» **Exercise goal**
Count the lines in the material below that contain the word "iron", and reply with only that number.

[start of Records supplied]

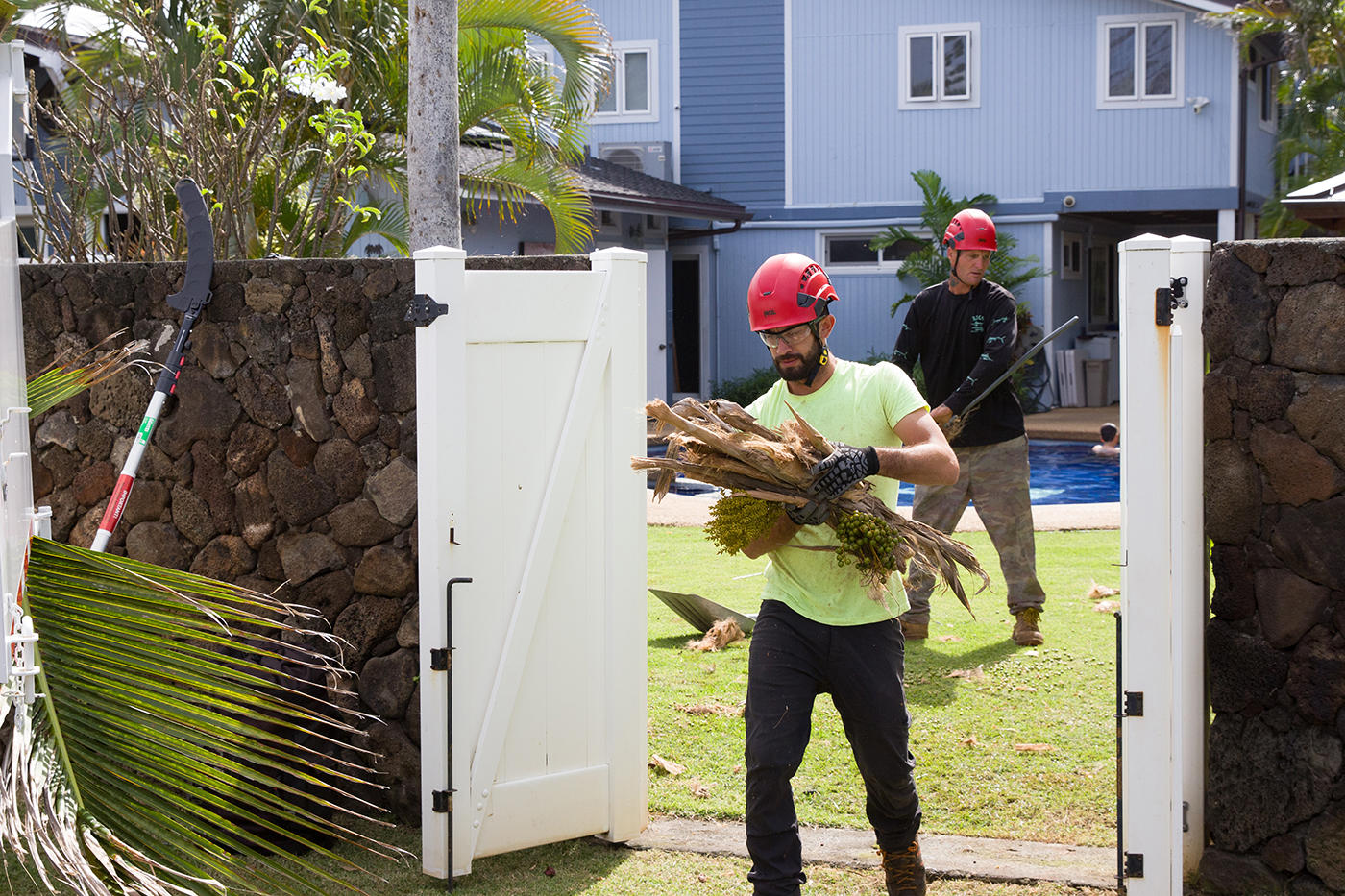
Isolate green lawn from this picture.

[end of Records supplied]
[start of Records supplied]

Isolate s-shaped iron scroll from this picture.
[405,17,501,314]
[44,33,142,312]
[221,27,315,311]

[end of Records supplied]
[start of Records supplied]

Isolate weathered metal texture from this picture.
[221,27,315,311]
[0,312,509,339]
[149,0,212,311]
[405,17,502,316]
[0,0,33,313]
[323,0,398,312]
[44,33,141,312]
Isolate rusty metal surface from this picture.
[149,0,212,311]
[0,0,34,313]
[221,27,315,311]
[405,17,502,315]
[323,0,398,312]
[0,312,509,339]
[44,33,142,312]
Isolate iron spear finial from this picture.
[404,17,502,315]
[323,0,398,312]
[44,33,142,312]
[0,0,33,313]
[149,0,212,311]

[end of Records supplied]

» **Answer below**
2